#### [Problem details]
Find every line of the listing below that contains the string "ductwork", and copy each such line.

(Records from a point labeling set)
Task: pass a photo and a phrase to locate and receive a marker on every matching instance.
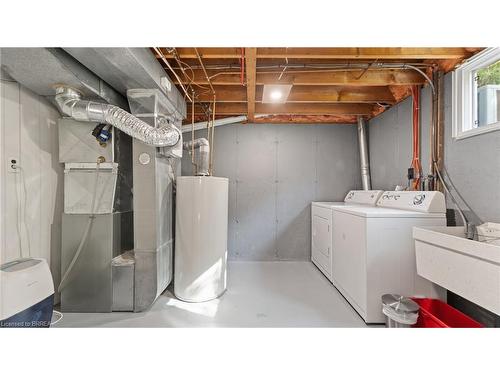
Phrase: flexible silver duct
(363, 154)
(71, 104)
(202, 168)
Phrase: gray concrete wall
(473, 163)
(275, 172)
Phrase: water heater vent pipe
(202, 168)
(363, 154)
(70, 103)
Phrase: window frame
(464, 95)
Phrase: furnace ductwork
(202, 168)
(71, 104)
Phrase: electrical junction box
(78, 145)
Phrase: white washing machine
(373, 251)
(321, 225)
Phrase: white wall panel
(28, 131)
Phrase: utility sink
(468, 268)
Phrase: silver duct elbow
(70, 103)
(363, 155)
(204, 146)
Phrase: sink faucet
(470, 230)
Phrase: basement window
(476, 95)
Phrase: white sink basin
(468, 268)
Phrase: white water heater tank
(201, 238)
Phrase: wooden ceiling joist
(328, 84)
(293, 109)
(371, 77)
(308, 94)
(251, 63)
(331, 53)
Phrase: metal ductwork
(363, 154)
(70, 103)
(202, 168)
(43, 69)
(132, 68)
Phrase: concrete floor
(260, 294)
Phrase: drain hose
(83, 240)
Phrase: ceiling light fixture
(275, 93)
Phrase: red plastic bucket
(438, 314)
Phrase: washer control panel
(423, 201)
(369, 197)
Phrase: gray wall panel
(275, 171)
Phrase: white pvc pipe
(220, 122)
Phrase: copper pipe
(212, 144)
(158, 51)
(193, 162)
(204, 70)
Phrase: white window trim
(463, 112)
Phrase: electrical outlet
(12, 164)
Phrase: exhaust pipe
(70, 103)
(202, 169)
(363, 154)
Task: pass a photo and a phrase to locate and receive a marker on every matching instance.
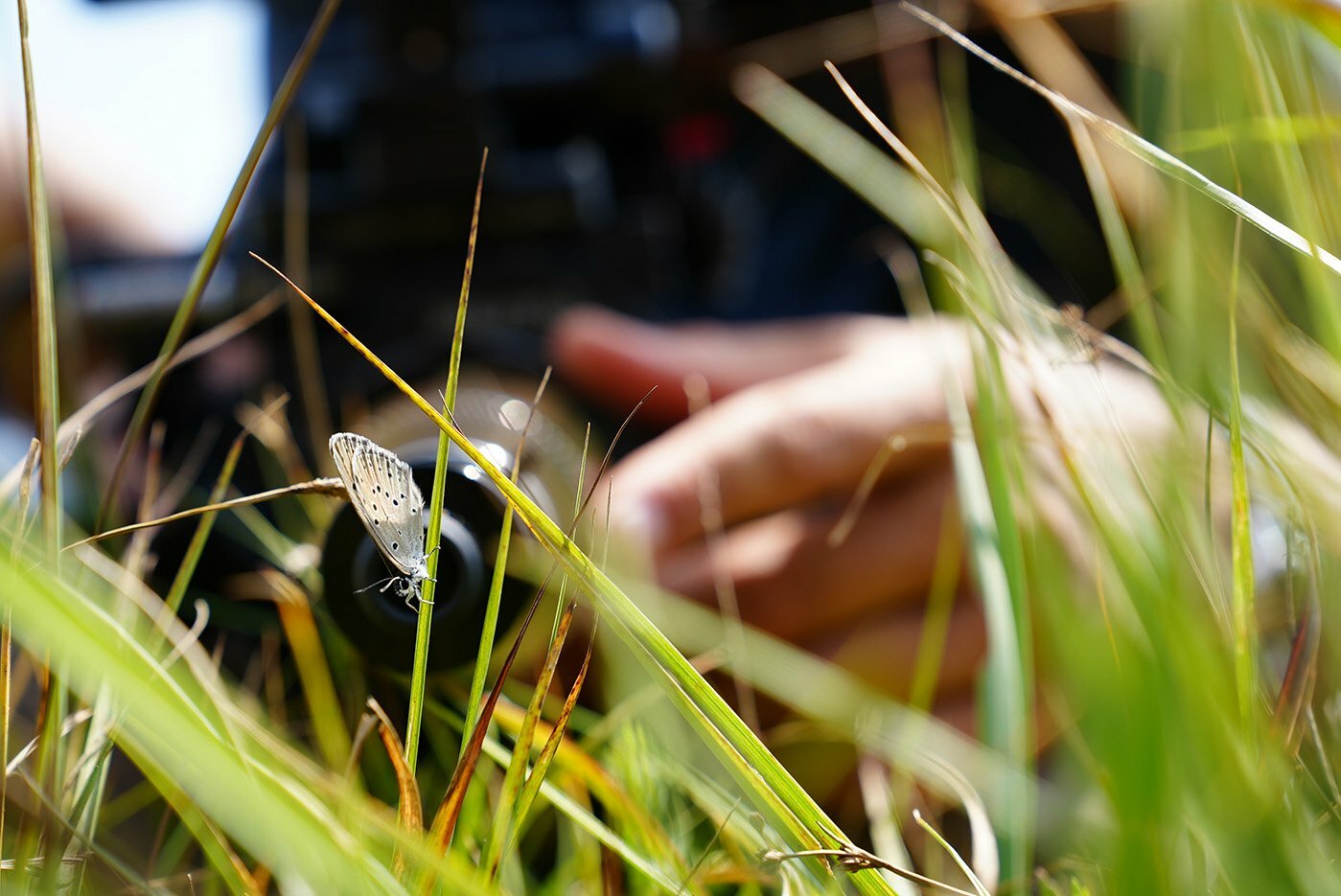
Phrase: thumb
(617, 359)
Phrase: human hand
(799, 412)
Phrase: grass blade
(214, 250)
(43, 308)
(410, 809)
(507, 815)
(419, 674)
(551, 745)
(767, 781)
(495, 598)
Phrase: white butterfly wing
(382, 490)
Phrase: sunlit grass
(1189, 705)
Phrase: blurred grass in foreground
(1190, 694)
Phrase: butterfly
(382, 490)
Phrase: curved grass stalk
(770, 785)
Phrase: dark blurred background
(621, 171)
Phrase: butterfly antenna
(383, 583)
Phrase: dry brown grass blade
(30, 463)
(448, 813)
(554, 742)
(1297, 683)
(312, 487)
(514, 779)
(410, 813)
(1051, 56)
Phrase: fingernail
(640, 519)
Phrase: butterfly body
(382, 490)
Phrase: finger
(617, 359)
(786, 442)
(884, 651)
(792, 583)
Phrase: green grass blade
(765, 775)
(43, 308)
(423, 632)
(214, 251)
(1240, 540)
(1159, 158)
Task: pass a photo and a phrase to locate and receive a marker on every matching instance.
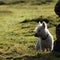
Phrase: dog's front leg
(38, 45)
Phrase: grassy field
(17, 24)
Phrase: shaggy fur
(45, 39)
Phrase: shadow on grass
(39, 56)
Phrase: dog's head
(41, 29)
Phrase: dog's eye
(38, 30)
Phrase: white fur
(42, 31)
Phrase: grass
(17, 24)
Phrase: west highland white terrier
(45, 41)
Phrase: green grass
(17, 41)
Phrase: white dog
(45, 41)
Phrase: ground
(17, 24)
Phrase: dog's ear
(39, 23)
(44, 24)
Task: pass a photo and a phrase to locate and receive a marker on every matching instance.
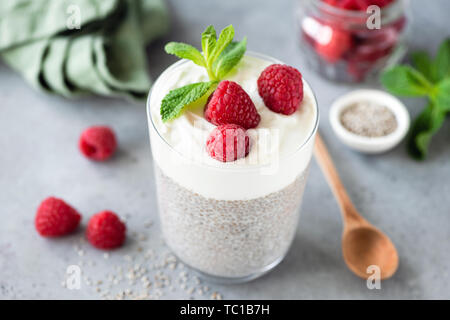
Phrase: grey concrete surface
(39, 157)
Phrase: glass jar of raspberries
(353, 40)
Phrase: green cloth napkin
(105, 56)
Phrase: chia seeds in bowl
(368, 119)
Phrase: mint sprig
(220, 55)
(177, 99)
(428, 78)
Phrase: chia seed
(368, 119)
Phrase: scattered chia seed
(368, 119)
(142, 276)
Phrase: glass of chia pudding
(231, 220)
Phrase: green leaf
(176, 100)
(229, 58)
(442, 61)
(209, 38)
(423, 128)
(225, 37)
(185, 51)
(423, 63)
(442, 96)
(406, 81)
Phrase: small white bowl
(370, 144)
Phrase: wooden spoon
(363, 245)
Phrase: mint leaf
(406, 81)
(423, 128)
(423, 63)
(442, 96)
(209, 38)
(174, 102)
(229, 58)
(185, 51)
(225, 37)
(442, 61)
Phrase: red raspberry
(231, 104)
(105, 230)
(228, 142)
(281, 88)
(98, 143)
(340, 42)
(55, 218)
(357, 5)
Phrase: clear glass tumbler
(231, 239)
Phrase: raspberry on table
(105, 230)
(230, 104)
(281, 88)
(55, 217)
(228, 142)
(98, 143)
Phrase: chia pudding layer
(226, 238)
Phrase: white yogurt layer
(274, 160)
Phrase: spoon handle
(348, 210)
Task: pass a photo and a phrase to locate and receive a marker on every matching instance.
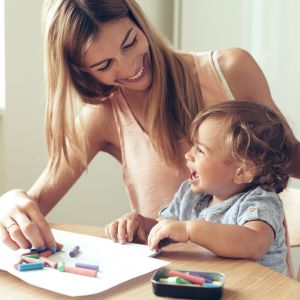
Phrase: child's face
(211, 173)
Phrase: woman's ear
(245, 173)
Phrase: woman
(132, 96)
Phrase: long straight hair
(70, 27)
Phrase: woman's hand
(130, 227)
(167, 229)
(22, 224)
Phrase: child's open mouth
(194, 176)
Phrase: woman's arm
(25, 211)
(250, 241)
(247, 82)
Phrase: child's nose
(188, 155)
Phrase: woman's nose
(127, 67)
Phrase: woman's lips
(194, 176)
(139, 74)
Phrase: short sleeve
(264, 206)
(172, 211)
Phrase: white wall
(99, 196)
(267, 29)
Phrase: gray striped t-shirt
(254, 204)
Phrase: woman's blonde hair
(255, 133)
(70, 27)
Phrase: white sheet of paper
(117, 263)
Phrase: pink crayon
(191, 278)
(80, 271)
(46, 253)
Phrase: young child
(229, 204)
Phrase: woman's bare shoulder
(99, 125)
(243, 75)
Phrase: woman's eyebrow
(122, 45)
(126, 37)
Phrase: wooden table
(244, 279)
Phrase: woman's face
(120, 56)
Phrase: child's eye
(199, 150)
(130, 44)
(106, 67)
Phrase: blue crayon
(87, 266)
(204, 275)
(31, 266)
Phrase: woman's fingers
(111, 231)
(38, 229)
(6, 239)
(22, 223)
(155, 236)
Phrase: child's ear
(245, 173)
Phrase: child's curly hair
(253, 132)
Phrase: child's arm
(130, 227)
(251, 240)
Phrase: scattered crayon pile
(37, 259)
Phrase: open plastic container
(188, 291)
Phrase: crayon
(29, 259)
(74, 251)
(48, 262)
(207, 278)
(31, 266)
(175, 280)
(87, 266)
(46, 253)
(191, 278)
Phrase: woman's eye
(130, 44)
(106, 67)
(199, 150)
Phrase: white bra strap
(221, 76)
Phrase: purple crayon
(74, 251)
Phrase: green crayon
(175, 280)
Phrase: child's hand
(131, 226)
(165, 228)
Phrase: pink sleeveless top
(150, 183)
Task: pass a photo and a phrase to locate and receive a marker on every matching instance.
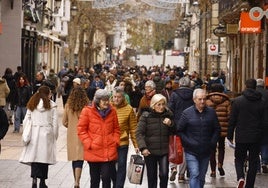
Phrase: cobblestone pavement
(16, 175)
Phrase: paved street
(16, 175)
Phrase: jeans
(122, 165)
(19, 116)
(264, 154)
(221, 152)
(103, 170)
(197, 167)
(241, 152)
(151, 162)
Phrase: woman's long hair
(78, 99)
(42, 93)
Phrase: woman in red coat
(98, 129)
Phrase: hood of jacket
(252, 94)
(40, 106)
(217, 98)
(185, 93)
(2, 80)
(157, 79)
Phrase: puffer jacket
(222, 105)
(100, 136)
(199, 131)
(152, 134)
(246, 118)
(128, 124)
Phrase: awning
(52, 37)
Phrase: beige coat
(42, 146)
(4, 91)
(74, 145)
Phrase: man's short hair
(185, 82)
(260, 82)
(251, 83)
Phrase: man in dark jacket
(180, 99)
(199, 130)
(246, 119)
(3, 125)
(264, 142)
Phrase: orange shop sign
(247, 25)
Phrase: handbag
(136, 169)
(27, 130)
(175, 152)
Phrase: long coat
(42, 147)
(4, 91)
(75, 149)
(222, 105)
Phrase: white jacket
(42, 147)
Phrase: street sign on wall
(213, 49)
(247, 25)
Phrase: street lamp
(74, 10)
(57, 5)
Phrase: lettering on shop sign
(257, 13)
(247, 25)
--
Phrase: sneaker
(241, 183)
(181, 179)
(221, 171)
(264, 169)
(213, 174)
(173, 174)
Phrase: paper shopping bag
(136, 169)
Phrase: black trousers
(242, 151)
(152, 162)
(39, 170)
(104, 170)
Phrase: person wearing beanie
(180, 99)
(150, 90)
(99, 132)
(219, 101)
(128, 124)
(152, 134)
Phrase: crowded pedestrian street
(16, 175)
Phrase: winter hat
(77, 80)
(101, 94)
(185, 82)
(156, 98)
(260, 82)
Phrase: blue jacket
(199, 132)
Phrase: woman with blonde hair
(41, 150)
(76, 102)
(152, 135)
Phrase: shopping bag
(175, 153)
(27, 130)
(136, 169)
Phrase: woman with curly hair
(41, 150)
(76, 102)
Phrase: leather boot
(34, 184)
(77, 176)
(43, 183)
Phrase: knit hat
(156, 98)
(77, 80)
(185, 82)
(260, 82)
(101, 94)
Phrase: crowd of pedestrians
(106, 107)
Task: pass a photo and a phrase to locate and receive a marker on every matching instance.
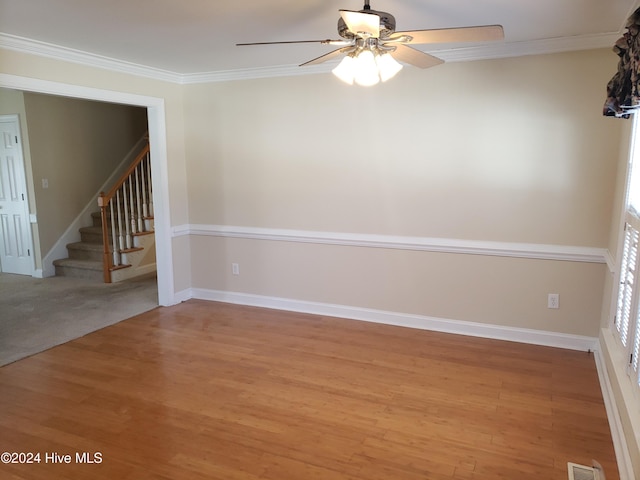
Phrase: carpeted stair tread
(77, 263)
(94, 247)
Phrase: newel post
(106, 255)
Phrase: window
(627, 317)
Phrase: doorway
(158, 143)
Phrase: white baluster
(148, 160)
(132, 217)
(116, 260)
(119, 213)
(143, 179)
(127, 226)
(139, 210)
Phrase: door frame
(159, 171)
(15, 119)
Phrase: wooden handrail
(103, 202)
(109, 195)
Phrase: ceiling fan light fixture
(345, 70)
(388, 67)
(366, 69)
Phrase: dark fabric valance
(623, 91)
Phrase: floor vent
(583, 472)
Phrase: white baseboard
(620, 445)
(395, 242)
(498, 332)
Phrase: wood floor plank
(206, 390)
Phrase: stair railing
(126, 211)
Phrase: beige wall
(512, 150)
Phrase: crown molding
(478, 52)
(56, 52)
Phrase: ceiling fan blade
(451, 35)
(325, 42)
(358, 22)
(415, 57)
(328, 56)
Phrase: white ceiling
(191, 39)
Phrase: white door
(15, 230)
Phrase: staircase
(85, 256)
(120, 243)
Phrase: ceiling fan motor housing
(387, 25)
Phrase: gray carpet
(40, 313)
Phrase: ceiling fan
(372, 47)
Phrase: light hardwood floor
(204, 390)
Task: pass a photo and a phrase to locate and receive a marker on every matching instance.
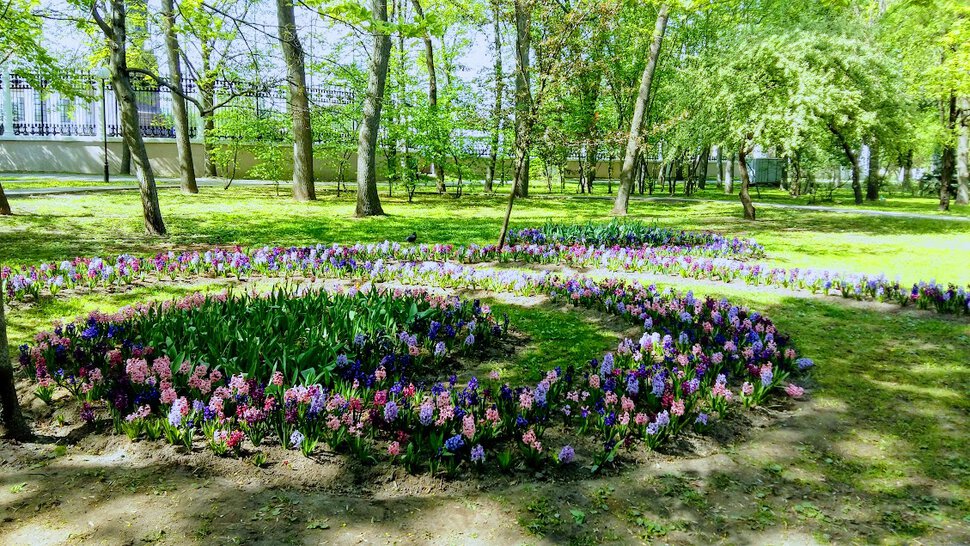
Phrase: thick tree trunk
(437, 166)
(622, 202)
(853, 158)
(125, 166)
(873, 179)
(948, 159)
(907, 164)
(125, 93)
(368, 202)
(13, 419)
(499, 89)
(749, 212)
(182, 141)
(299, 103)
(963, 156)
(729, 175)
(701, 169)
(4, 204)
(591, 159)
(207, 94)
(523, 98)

#### [Final answer]
Phrase: furnace ductwork
Phrase: metal ductwork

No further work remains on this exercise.